Your instructions:
Copy every row below, changing "Provide pixel coordinates per instance" to "Give pixel coordinates for each instance" and leaving all other wording as it is.

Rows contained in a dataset
** begin **
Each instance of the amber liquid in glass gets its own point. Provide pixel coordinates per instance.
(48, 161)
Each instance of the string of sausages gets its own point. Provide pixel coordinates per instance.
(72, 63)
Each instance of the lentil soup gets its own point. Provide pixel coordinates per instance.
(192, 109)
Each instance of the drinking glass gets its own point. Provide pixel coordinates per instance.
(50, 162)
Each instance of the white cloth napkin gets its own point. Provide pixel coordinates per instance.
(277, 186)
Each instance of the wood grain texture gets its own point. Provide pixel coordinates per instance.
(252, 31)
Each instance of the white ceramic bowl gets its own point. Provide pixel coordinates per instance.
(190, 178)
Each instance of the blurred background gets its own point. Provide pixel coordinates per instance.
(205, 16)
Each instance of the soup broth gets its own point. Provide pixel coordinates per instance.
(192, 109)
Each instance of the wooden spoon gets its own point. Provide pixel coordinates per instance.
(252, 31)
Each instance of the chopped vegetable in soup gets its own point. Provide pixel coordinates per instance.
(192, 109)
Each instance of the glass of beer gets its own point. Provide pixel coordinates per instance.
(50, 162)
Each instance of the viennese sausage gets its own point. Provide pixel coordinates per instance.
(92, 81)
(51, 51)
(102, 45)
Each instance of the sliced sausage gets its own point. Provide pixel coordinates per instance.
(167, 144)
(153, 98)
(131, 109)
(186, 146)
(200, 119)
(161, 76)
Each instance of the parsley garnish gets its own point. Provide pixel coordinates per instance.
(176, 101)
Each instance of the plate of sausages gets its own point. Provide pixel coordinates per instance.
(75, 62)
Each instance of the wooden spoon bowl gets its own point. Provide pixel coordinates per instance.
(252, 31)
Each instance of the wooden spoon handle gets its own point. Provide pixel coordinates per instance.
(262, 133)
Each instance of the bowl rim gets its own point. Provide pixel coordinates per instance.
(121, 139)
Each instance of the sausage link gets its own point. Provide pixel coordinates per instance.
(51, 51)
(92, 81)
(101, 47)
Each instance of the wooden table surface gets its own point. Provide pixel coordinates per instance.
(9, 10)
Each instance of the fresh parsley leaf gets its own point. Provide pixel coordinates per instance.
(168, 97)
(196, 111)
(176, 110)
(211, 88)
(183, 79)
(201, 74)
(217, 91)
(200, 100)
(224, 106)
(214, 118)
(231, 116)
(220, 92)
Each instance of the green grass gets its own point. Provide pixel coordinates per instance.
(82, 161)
** end **
Written solution:
Each instance of the amber liquid in glass gets its own point. Give pixel coordinates for each instance.
(48, 161)
Each instance of the string of sausages gets its own point. Give pixel coordinates for each instance.
(72, 63)
Each instance of the lentil soup gets its own point. Give pixel coordinates for each instance.
(192, 109)
Each instance of the drinking glass gets its own point. Give pixel coordinates for each instance.
(50, 162)
Each instance of the white cloth napkin gets its own point. Give pixel coordinates for each instance.
(277, 186)
Each instance of the wood grain texture gets its own point. Give pixel coordinates for each instance.
(252, 31)
Each instance of the white ceramic bowl gets its own point. Give pixel coordinates for each instance.
(190, 178)
Each instance of the blurred background gets its own point. Give pixel coordinates for each instance.
(205, 16)
Each instance of the soup broth gets its own point. Give pixel coordinates for each instance.
(192, 109)
Each instance of the wooden spoon gets its own point. Give pixel coordinates for each instance.
(252, 31)
Each instance of the chopped vegetable in soup gets its own point. Give pixel coordinates for each instance.
(192, 109)
Each instance of the glass of beer gets its own point. Give pixel coordinates for each instance.
(50, 162)
Each instance of the viennese sausage gets its own point. Give pixel coordinates for each instance.
(92, 81)
(51, 51)
(102, 45)
Each instance of the sliced sausage gets its own point. Give pixel coordinates for each instance.
(167, 144)
(153, 98)
(131, 109)
(186, 146)
(200, 119)
(161, 76)
Each instance of the parsley garnish gets its own point. Give pixel coordinates for each instance.
(176, 101)
Each instance of the plate of sausages gets its own point. Give pixel coordinates for each instance.
(75, 62)
Each instance of the wooden spoon bowl gets its own point. Give pixel coordinates for each instance.
(252, 31)
Each instance of the wooden spoon handle gets its own point. Give pixel coordinates for each instance.
(262, 133)
Each instance of the bowl rim gets its own point. Give pixel coordinates for each instance.
(121, 139)
Each instance of the sausage link gets its own point. Give pixel coordinates for each instance.
(51, 51)
(92, 81)
(101, 47)
Each instance of the wooden table surface gets its own point. Give pixel coordinates for each instance.
(9, 10)
Each instance of the fresh parsley leaf gets its own point. Give pixel coordinates for each instance.
(168, 97)
(196, 111)
(176, 110)
(211, 88)
(183, 79)
(201, 74)
(217, 91)
(200, 100)
(224, 106)
(214, 118)
(231, 116)
(220, 92)
Each instance of the green grass gets its own point. Give pixel coordinates for each instance.
(82, 161)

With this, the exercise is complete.